Required task -
Find "Q: For every instance of the blurred green" in the data below; transcribe the line it appears on and each line after it, exactly, to the end, and nothing else.

Records -
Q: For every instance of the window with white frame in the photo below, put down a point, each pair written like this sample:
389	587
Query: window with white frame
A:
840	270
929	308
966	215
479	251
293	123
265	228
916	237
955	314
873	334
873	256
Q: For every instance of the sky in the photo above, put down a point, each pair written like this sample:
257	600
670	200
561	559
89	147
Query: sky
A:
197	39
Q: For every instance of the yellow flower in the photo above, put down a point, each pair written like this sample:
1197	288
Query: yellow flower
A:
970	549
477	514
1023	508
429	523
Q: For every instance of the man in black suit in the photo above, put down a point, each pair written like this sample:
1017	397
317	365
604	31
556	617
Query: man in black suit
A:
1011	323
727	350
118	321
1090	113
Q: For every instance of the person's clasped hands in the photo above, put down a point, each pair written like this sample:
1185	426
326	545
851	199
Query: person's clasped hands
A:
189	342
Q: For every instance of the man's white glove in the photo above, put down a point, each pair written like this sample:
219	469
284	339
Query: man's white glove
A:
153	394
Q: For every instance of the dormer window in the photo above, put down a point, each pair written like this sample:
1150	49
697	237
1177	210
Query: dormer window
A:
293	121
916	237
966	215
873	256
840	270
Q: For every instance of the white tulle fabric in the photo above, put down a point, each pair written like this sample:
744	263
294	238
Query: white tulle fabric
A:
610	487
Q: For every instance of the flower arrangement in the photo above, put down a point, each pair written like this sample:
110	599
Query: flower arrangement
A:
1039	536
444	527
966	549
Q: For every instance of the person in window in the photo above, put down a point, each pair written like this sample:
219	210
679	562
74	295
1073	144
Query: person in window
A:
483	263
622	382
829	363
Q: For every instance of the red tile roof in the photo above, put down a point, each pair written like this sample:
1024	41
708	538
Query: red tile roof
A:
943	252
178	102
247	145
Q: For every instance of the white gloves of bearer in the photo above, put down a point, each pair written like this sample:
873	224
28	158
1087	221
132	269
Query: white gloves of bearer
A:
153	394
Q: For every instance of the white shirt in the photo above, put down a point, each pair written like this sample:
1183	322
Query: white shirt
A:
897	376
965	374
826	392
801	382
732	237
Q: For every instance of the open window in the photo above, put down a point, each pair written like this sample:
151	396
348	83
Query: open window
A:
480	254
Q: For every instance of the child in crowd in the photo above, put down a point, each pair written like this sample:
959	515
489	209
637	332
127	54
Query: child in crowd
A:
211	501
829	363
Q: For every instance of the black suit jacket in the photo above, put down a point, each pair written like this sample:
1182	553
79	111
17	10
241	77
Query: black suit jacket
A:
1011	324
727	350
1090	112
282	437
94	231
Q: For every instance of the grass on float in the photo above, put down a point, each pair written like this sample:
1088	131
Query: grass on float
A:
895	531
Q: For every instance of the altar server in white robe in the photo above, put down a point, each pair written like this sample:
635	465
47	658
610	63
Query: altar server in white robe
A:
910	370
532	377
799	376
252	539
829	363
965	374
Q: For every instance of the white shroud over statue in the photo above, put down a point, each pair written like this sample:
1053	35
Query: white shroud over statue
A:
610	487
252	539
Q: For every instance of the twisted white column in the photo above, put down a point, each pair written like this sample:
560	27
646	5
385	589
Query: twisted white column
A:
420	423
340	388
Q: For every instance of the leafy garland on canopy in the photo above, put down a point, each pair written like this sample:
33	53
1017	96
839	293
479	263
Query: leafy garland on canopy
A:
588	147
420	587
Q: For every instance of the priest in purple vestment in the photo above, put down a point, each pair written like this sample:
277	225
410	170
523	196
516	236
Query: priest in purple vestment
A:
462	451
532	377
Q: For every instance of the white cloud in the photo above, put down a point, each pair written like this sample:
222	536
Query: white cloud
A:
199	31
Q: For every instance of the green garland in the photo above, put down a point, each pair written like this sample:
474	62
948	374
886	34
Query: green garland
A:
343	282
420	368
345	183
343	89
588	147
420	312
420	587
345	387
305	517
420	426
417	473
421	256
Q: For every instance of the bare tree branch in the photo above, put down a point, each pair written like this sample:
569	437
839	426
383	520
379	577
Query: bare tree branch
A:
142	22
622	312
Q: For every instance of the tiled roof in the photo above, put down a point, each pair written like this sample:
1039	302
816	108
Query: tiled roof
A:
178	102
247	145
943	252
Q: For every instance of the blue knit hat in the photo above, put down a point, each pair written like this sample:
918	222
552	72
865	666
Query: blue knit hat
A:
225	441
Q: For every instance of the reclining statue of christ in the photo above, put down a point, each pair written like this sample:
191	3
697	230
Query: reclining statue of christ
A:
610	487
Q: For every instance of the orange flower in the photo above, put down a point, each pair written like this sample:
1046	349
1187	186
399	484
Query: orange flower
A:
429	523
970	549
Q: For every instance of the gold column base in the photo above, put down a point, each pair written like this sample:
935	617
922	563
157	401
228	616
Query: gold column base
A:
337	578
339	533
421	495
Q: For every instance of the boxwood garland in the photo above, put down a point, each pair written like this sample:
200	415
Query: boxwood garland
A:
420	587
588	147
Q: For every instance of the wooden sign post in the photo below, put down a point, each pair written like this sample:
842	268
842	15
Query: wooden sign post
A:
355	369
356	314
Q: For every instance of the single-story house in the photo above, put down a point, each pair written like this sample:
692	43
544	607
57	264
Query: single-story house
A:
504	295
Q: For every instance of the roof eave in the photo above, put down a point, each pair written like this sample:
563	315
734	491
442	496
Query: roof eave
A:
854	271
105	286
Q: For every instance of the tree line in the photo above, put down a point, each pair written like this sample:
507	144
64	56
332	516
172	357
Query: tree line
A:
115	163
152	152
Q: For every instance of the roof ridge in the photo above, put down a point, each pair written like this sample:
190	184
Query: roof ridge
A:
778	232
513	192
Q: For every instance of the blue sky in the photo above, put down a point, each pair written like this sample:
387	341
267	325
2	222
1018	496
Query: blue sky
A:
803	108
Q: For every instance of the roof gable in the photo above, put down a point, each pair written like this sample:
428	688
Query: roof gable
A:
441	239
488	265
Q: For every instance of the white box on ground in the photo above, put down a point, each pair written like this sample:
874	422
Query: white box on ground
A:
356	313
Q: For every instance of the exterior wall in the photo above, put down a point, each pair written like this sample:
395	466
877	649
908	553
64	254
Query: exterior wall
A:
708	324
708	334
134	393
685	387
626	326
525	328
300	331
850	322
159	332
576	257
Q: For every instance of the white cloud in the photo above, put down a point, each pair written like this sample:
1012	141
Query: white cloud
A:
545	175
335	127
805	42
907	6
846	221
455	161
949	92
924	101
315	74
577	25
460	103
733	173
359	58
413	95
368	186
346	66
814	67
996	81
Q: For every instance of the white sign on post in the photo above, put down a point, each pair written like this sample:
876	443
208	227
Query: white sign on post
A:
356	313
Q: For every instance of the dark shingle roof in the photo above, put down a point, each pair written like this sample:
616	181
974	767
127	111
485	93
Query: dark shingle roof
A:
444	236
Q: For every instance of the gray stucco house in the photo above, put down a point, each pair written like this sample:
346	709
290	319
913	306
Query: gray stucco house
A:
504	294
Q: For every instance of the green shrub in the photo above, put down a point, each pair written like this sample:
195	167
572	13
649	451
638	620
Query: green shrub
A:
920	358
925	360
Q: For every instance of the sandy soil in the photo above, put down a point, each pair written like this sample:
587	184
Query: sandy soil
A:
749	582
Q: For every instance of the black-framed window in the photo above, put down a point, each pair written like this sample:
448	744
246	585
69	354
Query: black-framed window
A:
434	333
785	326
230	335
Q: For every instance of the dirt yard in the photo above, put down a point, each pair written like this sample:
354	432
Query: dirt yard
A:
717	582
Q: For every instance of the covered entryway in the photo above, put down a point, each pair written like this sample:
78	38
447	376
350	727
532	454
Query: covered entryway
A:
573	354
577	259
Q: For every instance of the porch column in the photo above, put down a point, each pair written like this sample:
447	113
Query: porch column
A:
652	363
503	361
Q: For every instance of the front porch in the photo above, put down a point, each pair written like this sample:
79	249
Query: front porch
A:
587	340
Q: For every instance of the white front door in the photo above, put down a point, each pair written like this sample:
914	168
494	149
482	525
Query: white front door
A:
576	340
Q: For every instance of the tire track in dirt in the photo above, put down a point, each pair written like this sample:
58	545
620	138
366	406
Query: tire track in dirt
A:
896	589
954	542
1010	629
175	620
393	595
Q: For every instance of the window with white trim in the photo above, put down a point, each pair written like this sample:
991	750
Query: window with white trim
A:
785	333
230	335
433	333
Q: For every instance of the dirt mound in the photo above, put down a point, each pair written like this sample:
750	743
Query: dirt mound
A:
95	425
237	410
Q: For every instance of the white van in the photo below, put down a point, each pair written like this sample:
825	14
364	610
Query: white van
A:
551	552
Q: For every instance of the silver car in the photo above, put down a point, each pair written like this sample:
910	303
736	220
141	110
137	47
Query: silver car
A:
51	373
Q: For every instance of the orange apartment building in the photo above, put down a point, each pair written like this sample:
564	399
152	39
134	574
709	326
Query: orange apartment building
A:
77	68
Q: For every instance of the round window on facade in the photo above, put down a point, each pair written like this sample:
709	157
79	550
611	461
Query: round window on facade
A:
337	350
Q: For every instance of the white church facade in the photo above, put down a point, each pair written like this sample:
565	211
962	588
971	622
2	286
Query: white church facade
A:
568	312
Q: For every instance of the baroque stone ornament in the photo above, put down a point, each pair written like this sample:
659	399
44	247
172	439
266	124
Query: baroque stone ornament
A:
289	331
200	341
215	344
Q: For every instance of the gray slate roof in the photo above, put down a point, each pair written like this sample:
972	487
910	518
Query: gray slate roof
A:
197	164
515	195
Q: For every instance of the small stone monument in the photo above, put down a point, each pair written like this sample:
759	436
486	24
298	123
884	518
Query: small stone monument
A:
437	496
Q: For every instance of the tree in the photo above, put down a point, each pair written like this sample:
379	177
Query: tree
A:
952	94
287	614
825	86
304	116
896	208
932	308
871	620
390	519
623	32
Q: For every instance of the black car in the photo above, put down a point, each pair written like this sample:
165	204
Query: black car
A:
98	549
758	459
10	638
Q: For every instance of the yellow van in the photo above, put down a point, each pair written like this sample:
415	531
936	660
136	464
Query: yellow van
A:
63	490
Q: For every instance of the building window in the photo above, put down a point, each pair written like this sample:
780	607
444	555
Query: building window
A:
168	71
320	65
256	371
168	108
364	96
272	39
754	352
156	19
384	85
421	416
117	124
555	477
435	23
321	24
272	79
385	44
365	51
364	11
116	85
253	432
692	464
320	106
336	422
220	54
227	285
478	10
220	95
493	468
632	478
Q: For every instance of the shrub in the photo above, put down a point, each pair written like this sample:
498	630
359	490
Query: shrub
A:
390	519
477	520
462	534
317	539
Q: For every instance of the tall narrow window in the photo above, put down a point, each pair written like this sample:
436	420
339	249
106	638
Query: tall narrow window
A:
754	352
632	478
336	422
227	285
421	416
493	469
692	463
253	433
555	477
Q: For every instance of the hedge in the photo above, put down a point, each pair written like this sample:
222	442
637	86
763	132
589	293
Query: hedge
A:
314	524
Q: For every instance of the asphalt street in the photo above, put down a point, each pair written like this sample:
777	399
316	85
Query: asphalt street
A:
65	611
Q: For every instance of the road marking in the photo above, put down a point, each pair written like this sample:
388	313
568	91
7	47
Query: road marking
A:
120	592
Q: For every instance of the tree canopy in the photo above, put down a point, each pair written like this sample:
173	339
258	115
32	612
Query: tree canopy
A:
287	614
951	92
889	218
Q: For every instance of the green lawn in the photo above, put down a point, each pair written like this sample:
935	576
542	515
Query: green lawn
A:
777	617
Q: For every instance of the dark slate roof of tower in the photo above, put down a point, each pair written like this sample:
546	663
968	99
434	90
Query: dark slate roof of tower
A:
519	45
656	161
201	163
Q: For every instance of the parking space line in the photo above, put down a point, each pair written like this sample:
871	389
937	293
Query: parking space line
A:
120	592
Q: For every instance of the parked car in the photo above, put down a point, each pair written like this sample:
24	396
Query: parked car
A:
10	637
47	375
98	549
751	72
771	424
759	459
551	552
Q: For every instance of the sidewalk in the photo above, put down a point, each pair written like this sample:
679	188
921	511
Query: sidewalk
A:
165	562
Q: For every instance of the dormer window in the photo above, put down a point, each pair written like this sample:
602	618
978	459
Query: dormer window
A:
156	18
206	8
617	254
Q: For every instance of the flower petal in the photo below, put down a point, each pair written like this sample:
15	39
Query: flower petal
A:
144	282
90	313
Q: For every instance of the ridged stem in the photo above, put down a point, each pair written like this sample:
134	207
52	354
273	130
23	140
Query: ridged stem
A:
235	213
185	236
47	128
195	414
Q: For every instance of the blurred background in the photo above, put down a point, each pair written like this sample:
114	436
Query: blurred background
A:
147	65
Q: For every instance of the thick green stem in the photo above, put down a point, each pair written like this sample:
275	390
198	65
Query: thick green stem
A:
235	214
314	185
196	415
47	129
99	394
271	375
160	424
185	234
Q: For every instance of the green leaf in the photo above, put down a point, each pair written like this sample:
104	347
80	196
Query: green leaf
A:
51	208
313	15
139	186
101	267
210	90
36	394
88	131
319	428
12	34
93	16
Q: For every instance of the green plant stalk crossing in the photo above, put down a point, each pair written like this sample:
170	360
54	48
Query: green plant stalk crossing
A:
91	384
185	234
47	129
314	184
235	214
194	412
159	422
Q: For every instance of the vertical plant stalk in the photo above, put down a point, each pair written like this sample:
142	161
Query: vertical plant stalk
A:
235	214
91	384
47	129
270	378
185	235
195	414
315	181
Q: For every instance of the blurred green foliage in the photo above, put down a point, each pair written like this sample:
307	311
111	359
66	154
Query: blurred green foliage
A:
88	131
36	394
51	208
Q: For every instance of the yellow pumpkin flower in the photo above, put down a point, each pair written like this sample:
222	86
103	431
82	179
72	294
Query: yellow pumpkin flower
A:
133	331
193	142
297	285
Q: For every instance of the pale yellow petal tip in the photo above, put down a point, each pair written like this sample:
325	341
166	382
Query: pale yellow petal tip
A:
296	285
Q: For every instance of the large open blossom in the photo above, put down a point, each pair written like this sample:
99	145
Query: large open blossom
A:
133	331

Exercise answer -
Q: For every instance of the blurred green foliage in the photo above, put down a point, each pair written like this sample:
307	311
111	359
66	154
Query: blurred green foliage
A:
88	131
36	394
51	208
Q: For every instance of the yellow pumpkin flower in the photo above, put down a point, each pair written like this sample:
222	86
103	431
82	179
72	294
Query: yellow pumpkin flower
A:
133	331
193	142
297	285
Q: For every instance of the pale yellow petal tip in the photo above, put down a point, each pair written like this sample:
325	341
166	382
Query: pale yellow petal tip
A:
296	285
Q: For every instance of the large open blossom in the photo above, put down a point, each pair written like this sample:
99	145
Query: large open blossom
A:
133	331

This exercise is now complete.